Trecho do documento

Estas locuções latinas, inscritas na retórica antiga, confirmam
a autoridade sacra dos provérbios: “proverbi
locum obtinere
”( “torna-se proverbial”); “
quod proverbi loco dici
solet
” (“o que se costuma dizer proverbialmente”). Daí,
certamente, nosso  adjetivo
“proverbial”, significando “notório”, “conhecido”.

 Talvez
por sua ligação bíblica, o provérbio manifesta-se como o
discurso da sabedoria, que deve ser proferido e praticado por
todos. Parente próximo, quiçá um irmão siamês, do clichê, do
aforismo e da frase-feita, o provérbio circula, divulga-se
facilmente e se pronuncia automaticamente em bocas as mais
diversas. É notável a força de propagação de um provérbio, que
abole fronteiras, invade culturas, ultrapassa barreiras
temporais. Existe uma correspondência incrível e instigante
 entre provérbios de
culturas, distantes geográfica e cronologicamente.

Tarefa proposta a
Reescreva todas as linhas das entradas abaixo, pedidos incluídos, ajustando em -146 cada coordenada x e y dos pontos dados nas respostas. Os números dos pedidos e dos modelos de formato devem permanecer inalterados.

Entrada

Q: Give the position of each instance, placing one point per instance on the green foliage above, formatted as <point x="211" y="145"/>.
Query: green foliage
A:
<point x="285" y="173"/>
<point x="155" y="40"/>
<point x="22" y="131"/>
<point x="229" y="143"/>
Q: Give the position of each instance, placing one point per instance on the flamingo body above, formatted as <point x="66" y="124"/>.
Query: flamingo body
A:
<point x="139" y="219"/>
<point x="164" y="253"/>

Tarefa proposta b
Segundo o trecho do documento, o que significa o adjetivo “proverbial”?

Resposta da tarefa a
Q: Give the position of each instance, placing one point per instance on the green foliage above, formatted as <point x="211" y="145"/>.
Query: green foliage
A:
<point x="139" y="27"/>
<point x="9" y="-106"/>
<point x="-124" y="-15"/>
<point x="83" y="-3"/>
Q: Give the position of each instance, placing one point per instance on the flamingo body above, formatted as <point x="66" y="124"/>.
Query: flamingo body
A:
<point x="-7" y="73"/>
<point x="18" y="107"/>

Resposta da tarefa b
Significa “notório”, “conhecido”.